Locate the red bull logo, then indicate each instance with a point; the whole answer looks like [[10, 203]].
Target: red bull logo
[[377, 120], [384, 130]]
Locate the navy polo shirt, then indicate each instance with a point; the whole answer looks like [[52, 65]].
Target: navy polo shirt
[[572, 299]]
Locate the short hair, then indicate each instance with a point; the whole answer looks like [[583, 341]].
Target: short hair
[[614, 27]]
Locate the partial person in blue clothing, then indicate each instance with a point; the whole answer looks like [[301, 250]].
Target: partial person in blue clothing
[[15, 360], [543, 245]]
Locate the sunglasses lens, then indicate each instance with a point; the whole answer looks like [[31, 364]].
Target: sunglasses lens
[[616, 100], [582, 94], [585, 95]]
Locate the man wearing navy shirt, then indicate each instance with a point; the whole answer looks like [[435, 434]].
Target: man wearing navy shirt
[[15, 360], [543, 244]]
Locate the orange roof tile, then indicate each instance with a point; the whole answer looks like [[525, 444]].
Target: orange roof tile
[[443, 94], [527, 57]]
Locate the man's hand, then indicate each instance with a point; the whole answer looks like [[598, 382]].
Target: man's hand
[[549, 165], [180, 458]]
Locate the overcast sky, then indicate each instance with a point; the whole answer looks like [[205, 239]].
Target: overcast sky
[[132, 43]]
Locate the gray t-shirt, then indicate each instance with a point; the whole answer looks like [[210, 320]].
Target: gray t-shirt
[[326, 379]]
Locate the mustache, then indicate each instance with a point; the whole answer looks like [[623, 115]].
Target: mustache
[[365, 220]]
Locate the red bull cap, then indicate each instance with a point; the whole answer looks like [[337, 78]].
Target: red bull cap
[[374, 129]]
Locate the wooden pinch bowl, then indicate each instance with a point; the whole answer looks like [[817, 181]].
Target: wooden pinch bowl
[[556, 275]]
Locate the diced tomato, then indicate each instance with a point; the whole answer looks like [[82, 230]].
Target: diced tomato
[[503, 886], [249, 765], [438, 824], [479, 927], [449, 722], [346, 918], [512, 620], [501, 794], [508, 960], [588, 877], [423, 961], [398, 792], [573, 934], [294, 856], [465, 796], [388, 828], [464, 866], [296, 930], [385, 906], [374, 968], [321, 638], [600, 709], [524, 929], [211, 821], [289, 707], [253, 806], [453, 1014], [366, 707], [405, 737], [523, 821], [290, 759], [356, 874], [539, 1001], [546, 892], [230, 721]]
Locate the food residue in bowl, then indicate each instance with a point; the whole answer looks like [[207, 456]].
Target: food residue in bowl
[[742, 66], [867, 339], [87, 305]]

_Aim_
Reproduce the listing from the line containing "Locate the diced" through its end, requests included. Shift every point coordinate in the answers up by 25, and leave the requests and their sample formats unchanged.

_Exercise answer_
Locate the diced tomato, then indicate each instance with a point; the whole answer looks like [[82, 230]].
Target: diced tomato
[[528, 911], [274, 790], [463, 849], [504, 952], [474, 747], [371, 943], [537, 645], [526, 819], [533, 985], [613, 902], [448, 986], [423, 817], [598, 959], [319, 881], [490, 821], [413, 853], [489, 891], [321, 955], [410, 931], [399, 993], [346, 663], [625, 734], [549, 954], [236, 846], [314, 732], [278, 831], [478, 1039], [391, 732], [430, 762], [548, 846], [315, 784], [381, 899], [564, 1026], [571, 917], [255, 746]]
Locate the food residue in bowl, then indicate each instance with a point; the whole answer looks like [[207, 456]].
Target: food residue in bowl
[[767, 91], [892, 364], [112, 330]]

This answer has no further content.